● **Task item**
Print the lines below exactly, beginning with the one that contains "the black front" and stopping after the last line.
------ Provided data
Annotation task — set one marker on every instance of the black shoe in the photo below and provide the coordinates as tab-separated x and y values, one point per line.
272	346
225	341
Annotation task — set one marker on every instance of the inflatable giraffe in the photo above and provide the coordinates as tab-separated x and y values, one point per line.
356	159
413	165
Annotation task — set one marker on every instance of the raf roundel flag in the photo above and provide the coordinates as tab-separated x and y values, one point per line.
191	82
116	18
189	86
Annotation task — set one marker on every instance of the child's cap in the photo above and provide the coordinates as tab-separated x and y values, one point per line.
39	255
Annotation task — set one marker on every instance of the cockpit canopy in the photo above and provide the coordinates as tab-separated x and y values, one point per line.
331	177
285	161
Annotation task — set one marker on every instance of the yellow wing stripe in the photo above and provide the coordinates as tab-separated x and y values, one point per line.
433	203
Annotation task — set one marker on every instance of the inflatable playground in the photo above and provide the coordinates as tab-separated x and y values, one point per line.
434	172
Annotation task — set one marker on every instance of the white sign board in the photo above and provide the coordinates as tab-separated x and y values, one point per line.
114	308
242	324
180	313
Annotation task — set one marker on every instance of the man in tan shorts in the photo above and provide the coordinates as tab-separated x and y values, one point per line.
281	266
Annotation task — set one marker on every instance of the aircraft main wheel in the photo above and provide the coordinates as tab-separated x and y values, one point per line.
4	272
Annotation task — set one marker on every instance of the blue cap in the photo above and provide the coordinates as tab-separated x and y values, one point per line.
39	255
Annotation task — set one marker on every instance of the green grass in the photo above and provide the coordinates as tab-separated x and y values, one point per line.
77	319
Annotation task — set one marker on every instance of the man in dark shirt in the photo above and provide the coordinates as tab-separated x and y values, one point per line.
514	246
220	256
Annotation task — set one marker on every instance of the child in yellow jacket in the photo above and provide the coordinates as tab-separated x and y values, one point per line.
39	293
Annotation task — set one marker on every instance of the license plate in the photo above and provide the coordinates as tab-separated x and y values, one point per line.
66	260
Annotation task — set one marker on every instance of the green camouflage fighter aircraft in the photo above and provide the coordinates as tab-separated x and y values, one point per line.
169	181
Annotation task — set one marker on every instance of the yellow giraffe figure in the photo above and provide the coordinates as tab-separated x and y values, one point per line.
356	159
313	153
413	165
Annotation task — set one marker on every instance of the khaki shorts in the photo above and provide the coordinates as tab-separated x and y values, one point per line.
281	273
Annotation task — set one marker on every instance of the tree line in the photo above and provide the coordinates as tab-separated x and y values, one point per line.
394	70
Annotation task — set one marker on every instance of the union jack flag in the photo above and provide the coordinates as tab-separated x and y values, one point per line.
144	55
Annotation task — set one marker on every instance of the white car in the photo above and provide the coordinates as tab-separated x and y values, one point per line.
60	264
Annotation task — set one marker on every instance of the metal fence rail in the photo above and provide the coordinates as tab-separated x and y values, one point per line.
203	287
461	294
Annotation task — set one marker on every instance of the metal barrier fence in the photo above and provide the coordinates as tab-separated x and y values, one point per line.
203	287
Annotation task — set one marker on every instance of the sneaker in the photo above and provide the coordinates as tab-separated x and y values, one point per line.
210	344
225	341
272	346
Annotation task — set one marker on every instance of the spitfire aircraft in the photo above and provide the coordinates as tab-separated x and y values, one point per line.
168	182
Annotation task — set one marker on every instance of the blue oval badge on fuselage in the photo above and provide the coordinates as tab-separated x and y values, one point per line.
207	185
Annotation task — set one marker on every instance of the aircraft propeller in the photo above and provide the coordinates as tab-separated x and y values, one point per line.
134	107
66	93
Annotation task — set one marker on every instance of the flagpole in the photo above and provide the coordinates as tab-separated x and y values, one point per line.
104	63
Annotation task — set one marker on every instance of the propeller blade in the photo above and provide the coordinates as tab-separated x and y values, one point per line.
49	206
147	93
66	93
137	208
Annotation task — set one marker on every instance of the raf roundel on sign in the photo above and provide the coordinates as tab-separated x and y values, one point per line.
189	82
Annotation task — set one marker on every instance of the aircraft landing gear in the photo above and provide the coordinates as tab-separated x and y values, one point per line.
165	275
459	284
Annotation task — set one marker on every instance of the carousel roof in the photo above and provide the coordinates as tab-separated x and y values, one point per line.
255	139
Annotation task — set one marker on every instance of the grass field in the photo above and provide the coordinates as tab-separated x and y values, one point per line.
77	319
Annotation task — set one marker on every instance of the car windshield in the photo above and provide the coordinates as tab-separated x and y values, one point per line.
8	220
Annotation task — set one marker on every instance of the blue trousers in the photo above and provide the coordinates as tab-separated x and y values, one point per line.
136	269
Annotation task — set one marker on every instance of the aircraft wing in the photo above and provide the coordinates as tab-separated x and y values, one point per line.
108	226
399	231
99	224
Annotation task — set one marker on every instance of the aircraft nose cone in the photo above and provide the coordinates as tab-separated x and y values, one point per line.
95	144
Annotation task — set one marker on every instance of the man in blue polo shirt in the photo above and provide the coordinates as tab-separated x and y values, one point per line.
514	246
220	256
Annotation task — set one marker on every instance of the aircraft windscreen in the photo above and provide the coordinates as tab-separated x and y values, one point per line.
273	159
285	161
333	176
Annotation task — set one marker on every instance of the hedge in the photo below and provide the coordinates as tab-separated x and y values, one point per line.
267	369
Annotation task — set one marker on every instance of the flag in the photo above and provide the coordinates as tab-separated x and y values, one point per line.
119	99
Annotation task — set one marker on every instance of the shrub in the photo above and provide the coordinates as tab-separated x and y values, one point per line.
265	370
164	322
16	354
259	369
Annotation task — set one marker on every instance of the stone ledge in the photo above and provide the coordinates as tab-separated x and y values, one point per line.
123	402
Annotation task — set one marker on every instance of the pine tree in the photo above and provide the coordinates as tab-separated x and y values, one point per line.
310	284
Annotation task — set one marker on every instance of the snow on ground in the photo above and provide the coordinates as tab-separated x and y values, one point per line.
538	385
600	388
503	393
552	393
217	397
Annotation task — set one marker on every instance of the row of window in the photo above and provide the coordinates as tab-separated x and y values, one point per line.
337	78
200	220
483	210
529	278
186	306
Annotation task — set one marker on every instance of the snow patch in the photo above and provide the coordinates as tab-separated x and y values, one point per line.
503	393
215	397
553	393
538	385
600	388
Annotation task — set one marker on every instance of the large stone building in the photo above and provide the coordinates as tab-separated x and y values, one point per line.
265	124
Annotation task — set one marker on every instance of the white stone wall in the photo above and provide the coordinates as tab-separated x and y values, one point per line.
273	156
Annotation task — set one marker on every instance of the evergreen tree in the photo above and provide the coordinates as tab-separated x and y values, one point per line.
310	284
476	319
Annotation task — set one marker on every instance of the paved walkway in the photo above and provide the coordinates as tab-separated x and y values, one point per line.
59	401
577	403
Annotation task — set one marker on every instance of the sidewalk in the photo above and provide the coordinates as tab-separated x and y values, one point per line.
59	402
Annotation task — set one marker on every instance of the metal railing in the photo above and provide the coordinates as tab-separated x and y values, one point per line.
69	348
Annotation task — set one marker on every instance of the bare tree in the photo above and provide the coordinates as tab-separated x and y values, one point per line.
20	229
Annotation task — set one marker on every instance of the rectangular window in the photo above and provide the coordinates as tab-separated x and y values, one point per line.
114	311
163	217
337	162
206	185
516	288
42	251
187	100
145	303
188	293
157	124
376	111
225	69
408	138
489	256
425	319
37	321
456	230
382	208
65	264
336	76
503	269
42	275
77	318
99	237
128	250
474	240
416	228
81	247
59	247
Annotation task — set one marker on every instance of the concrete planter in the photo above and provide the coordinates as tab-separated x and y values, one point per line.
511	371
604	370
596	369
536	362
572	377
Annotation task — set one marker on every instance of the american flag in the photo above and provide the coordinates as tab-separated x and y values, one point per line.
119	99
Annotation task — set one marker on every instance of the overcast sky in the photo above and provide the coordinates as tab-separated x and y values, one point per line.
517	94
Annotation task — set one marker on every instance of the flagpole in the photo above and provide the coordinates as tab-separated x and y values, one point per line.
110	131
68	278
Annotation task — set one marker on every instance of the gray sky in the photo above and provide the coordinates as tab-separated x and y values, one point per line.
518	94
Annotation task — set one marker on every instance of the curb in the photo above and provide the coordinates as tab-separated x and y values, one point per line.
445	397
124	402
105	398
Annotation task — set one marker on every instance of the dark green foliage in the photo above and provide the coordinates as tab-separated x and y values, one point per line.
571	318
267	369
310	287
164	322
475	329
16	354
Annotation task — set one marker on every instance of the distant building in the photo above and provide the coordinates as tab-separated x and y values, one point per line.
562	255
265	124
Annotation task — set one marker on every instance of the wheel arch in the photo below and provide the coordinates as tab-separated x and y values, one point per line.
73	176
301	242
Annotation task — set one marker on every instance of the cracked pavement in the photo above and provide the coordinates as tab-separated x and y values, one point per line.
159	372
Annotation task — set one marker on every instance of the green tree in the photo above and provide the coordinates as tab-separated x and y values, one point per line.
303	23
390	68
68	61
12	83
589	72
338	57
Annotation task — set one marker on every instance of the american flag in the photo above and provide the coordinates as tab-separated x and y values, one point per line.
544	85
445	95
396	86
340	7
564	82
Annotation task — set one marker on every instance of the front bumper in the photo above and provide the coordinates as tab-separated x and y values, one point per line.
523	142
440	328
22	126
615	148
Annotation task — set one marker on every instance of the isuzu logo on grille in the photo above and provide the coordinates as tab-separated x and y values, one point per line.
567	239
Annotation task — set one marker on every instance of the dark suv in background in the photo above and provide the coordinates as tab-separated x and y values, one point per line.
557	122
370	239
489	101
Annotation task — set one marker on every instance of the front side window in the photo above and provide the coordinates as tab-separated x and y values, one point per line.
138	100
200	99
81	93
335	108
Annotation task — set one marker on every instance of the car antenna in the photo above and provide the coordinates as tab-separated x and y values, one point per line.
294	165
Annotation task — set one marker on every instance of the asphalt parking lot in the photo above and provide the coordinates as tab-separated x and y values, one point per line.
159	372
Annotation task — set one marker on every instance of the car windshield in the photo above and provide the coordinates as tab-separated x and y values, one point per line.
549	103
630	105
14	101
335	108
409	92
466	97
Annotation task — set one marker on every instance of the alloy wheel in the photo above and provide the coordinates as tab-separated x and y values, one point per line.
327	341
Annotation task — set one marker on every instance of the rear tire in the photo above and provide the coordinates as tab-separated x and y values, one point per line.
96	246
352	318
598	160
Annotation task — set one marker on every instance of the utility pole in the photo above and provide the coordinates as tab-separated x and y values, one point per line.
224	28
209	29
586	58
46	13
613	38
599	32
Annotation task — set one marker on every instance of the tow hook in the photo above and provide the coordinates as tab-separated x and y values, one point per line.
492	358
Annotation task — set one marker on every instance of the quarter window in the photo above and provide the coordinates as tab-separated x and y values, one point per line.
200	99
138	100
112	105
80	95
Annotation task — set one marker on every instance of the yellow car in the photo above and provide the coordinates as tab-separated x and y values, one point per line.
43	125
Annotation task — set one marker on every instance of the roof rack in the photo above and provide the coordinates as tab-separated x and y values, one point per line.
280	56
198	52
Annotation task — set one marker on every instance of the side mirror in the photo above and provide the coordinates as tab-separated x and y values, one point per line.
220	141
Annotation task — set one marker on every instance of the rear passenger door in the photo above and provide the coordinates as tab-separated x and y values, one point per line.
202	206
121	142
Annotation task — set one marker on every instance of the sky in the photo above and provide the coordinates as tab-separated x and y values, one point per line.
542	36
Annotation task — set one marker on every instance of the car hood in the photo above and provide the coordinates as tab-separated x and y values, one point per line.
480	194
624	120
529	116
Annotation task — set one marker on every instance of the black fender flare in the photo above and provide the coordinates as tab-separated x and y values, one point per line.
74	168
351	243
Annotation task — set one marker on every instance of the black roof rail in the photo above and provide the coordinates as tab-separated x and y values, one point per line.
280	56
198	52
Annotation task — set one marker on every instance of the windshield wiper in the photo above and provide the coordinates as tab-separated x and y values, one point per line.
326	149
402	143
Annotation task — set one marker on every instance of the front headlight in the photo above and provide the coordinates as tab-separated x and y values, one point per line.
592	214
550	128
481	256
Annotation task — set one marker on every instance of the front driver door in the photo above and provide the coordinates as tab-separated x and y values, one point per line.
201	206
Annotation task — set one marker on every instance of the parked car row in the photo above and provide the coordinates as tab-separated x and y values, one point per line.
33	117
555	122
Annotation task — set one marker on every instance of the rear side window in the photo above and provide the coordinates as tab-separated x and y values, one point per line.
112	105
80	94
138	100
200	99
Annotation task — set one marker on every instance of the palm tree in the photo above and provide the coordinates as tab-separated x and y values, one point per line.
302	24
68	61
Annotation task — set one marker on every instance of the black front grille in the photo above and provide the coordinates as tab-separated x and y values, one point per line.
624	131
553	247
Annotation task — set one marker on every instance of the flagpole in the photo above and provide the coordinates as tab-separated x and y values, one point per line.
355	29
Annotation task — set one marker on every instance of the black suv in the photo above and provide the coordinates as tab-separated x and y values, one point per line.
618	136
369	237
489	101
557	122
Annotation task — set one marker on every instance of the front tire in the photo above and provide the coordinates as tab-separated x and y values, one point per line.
------------
● **Response to this exercise**
Annotation task — set one marker on every instance of the black front grille in the photo above and provide the coordinates as tab-separated x and y values, one point per line.
624	131
553	247
Annotation task — set one marker on every instance of the flagpole in the photo above and provide the coordinates as tab-separated x and y values, one point per line.
355	29
Annotation task — set one marker on every instance of the black suv in the photo above and provide the coordinates as tab-separated x and y values, one point per line.
618	136
369	237
489	101
557	122
Annotation task — set one marker on every instance of the front tire in the photo above and provide the coordinates as tab-separated x and y values, one point per line.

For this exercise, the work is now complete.